SOURCE PASSAGE:

[BEGIN]

Keywords

1 Introduction

In the nineteenth century, the physicists James Clerk Maxwell, Ludwig Boltzmann, Woldemar Voigt worked on models of viscoelasticity by studying the phenomena of creep (also called “creep”) and recovery of various materials, including: glass, metals and rubber [1]. The phenomenon of viscoelasticity was further elaborated at the end of the twentieth century on the synthesis of the first synthetic polymers, which show viscoelastic behavior. Viscoelasticity is a phenomenon expressed through mathematical models, which describes a material that behaves in an intermediate way between an elastic solid and a fluid [2]. Although some materials follow Newton’s law or Hooke’s law quite well, all materials show a marked deviation from elastic behavior and purely viscous behavior, so from a practical point of view all materials are viscoelastic [1]. Some striking examples of viscoelastic materials include: amorphous polymers, semi-crystalline polymers, biopolymers, high temperature metals, and bituminous materials.

The tire of a vehicle is the contact element between the vehicle and the road and is the most important component in vehicle dynamic. The performance of the vehicle is strongly influenced by the characteristics of the tire: it effects handling and comfort, it supports the weight of the vehicle and, in particular, it allows the forces of interaction with the road to be exchanged [4].

The tire is one of the main examples of viscoelastic material so the evaluation of the viscoelasticity is a fundamental issue for the optimization of vehicle performance and road safety. The viscoelastic properties of tires are commonly determined by destructive methods among which dynamic mechanical analysis (DMA) is the most widespread [3, 5, 6]. However, this method has several disadvantages [3]. In this work, a specific innovative and non-destructive device is presented to determine the dynamic characteristics of the compound of a tire. Specifically, the activity is aimed at developing experimental tests, carried out with the device, on the tire to determine their viscoelasticity. The need to develop prototypes, which allow non-destructive analysis of the material, thus benefiting the analysis of a tire from a temporal point of view and from an economic point of view, is spreading in the world panorama of the development of racing and road tires [7].

[END]

PROBLEM A:
Answer these questions using the passage on viscoelasticity and tires:
(i) Which three physicists worked on models of viscoelasticity in the nineteenth century?
(ii) Which destructive method for determining the viscoelastic properties of tires is the most widespread?
(iii) Whose weight does the tire support?
PROBLEM B: List every material that the passage on viscoelasticity and tires names as a striking example of a viscoelastic material.
PROBLEM C: Write a continuation of the passage on viscoelasticity and tires, starting after its final sentence.

Object location annotation data:
[BEGIN]

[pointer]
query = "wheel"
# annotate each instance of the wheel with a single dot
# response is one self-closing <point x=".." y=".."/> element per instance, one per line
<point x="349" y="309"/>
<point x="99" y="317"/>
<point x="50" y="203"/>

[END]

FINAL RESULT A:
(i) James Clerk Maxwell, Ludwig Boltzmann and Woldemar Voigt.
(ii) Dynamic mechanical analysis (DMA).
(iii) The weight of the vehicle.

FINAL RESULT B:
amorphous polymers
semi-crystalline polymers
biopolymers
high temperature metals
bituminous materials

FINAL RESULT C:
2 Methods, Materials and Equipment

In the automotive sector, the need to characterize the tire compound thanks to non-destructive tests, to safeguard the entire structure, means that these tests are progressively developing and spreading. From 2021, among the non-destructive methods of tire compound characterization, the automotive world can also count on VESevo: “Viscoelasticity Evaluation System Evo”: a specific innovative and non-destructive device for determining the dynamic characteristics of a tire compound [8,9,10]. The tests were carried out directly on the tires. The tire used for the experimental tests is a traditional passenger tire compound [3] that represents the contact element between the vehicle and the road and it is the most important component in vehicle dynamic. The performance of the vehicle is strongly influenced by the characteristics of the tire: it effects handling and comfort, it supports the weight of the vehicle and, in particular, it allows the forces of interaction with the road to be exchanged [4].

The activity is aimed at the development of experimental tests, carried out with this device to determine their viscoelasticity.

2.1 Device

The VESevo device was designed [3] taking into consideration a gun-shaped handle; therefore, the ergonomics of the instrument, practical and functional, allows a high number of tests with satisfactory repeatability (Fig. 1).

Fig. 1.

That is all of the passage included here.